(Point localization data)
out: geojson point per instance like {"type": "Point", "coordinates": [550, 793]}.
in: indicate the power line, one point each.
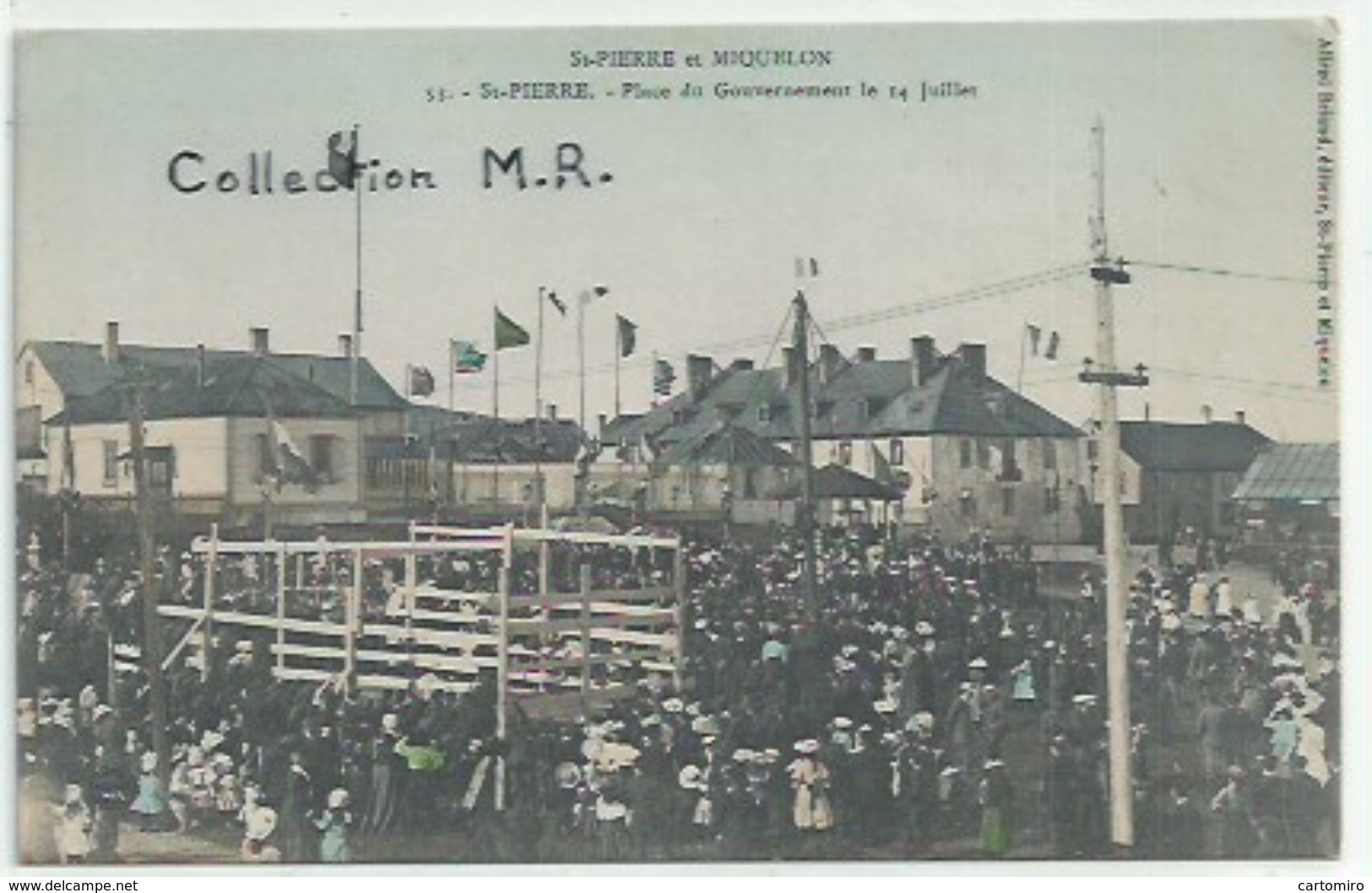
{"type": "Point", "coordinates": [1213, 270]}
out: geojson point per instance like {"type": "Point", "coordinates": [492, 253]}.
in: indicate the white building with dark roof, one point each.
{"type": "Point", "coordinates": [959, 449]}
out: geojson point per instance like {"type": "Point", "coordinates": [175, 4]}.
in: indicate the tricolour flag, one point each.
{"type": "Point", "coordinates": [344, 158]}
{"type": "Point", "coordinates": [627, 335]}
{"type": "Point", "coordinates": [467, 358]}
{"type": "Point", "coordinates": [508, 333]}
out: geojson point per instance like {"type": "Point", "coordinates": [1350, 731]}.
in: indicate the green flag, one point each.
{"type": "Point", "coordinates": [508, 333]}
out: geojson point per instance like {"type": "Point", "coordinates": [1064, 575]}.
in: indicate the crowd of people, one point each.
{"type": "Point", "coordinates": [925, 700]}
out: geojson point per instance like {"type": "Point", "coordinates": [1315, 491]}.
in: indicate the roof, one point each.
{"type": "Point", "coordinates": [836, 482]}
{"type": "Point", "coordinates": [482, 439]}
{"type": "Point", "coordinates": [80, 369]}
{"type": "Point", "coordinates": [1293, 472]}
{"type": "Point", "coordinates": [241, 386]}
{"type": "Point", "coordinates": [728, 445]}
{"type": "Point", "coordinates": [852, 401]}
{"type": "Point", "coordinates": [1217, 446]}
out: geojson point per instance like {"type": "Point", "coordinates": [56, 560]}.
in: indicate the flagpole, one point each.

Work item
Retype each line of the records exactly as it reads; no pictures belong in the copy.

Result below
out: geojson point per instance like {"type": "Point", "coordinates": [550, 793]}.
in: indicate the power line, one point each.
{"type": "Point", "coordinates": [1213, 270]}
out: geojson point per instance like {"type": "Point", "coordinates": [492, 253]}.
in: indicate the white building with dark roof, one point each.
{"type": "Point", "coordinates": [959, 449]}
out: geojson point per instance like {"type": "Point", "coordinates": [175, 4]}.
in: indicate the tricolour flag, one point each.
{"type": "Point", "coordinates": [344, 158]}
{"type": "Point", "coordinates": [627, 335]}
{"type": "Point", "coordinates": [467, 358]}
{"type": "Point", "coordinates": [508, 333]}
out: geojson point per instance like {"type": "Point", "coordinates": [1350, 731]}.
in: indicate the green flag, one point each.
{"type": "Point", "coordinates": [508, 333]}
out: geojson point per instance like {"type": "Point", "coordinates": [1064, 575]}.
in: indicate the crowd of people, one point each.
{"type": "Point", "coordinates": [925, 700]}
out: geojson point per instance like {"type": "Point", "coordinates": [1315, 491]}.
in: indicate the roof, one point each.
{"type": "Point", "coordinates": [836, 482]}
{"type": "Point", "coordinates": [482, 439]}
{"type": "Point", "coordinates": [80, 369]}
{"type": "Point", "coordinates": [1293, 472]}
{"type": "Point", "coordinates": [241, 386]}
{"type": "Point", "coordinates": [728, 445]}
{"type": "Point", "coordinates": [852, 401]}
{"type": "Point", "coordinates": [1217, 446]}
out: geojson point per instance like {"type": "Point", "coordinates": [56, 560]}.
in: indicate the flagpole, one point each.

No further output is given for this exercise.